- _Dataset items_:
⁂

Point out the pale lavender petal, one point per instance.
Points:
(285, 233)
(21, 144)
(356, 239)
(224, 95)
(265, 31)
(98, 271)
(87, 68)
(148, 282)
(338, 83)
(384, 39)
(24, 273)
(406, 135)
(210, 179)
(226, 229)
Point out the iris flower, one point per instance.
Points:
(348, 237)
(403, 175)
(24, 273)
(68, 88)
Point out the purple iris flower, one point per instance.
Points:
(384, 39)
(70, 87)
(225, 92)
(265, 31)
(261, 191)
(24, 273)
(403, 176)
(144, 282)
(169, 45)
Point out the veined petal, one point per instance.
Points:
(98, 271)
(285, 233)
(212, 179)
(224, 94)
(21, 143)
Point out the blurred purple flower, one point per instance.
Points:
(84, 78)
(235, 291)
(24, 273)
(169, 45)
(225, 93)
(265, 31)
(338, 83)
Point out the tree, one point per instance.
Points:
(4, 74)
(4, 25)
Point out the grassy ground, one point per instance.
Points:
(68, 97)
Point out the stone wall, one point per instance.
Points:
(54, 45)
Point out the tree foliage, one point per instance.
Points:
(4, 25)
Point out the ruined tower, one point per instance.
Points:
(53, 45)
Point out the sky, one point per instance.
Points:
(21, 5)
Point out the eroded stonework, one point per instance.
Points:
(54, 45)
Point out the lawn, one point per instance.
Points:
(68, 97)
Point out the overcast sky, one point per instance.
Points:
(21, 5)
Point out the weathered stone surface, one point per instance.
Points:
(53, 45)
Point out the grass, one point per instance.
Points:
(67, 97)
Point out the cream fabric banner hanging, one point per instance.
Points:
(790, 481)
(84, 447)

⁂

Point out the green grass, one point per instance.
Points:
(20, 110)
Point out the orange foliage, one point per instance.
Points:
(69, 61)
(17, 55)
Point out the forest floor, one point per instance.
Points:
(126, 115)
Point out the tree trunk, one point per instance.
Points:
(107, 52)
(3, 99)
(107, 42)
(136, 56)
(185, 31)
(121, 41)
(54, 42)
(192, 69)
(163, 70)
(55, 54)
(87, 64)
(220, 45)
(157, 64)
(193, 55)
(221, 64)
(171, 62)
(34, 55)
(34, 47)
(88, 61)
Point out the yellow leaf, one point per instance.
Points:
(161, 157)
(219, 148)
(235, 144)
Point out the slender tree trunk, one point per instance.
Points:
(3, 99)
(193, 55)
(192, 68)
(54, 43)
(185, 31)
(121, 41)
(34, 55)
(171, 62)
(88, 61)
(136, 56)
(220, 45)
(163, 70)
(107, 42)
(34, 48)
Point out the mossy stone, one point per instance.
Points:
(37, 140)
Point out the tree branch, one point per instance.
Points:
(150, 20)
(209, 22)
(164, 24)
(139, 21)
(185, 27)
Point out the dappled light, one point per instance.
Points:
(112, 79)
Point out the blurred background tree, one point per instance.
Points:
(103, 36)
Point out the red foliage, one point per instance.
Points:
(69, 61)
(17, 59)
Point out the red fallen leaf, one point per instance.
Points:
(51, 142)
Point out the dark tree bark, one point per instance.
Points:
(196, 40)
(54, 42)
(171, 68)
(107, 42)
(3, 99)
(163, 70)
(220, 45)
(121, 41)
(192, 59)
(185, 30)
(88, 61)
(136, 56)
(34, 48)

⁂

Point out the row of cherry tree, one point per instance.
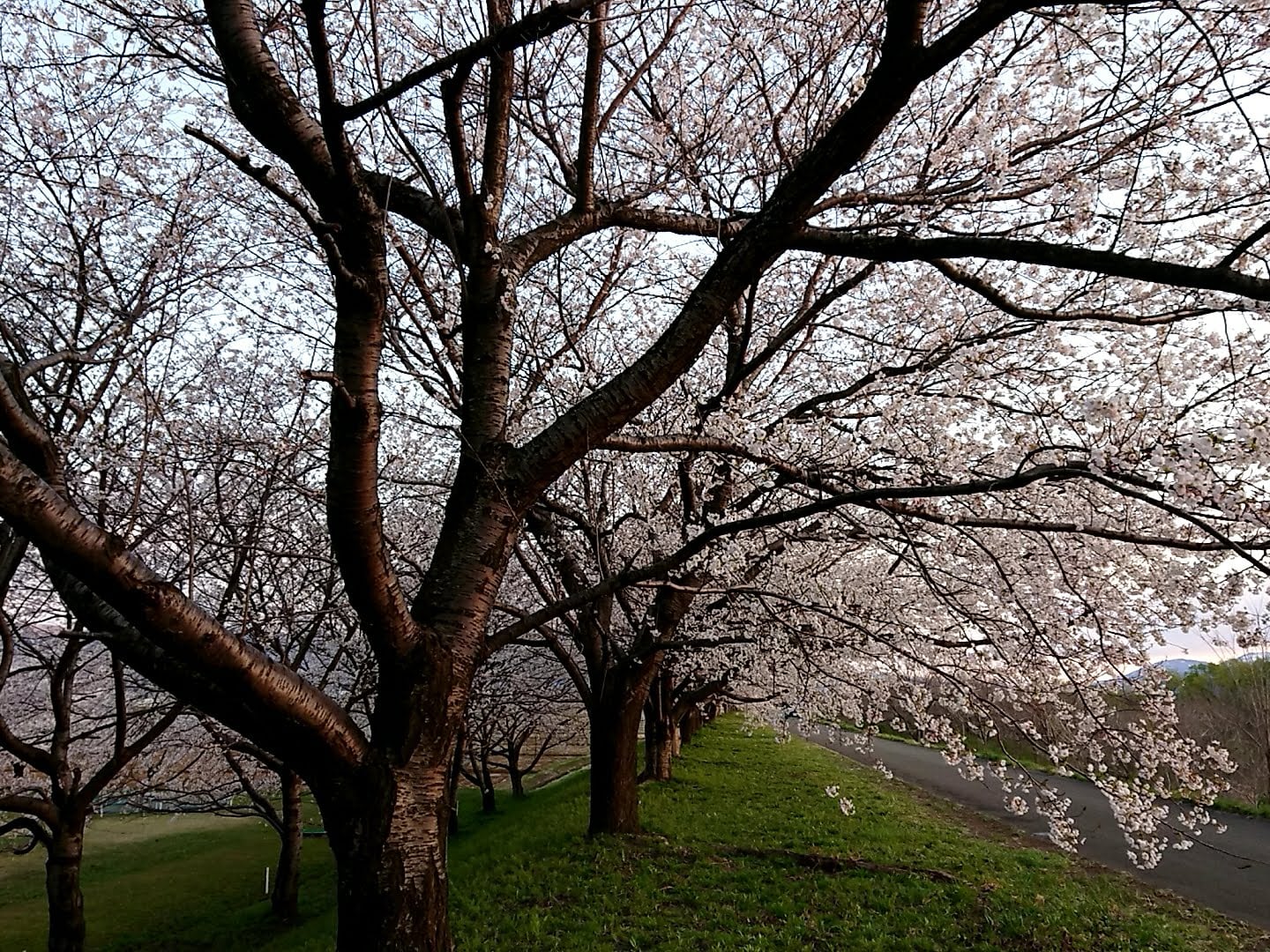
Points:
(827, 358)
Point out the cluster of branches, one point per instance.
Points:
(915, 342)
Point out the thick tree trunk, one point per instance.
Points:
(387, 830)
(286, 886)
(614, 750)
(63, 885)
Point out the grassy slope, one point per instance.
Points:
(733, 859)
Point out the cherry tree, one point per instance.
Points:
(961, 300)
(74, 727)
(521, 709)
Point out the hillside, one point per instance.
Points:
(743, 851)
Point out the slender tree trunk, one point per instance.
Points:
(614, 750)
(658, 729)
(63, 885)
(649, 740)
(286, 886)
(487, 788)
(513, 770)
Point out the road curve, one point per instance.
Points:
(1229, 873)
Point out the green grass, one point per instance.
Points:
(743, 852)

⁂

- _Your objective_: How many lines in the data above contain the string "cherry"? Case counts, so match it exactly, and reply with the number alone.

- _Solution_: 2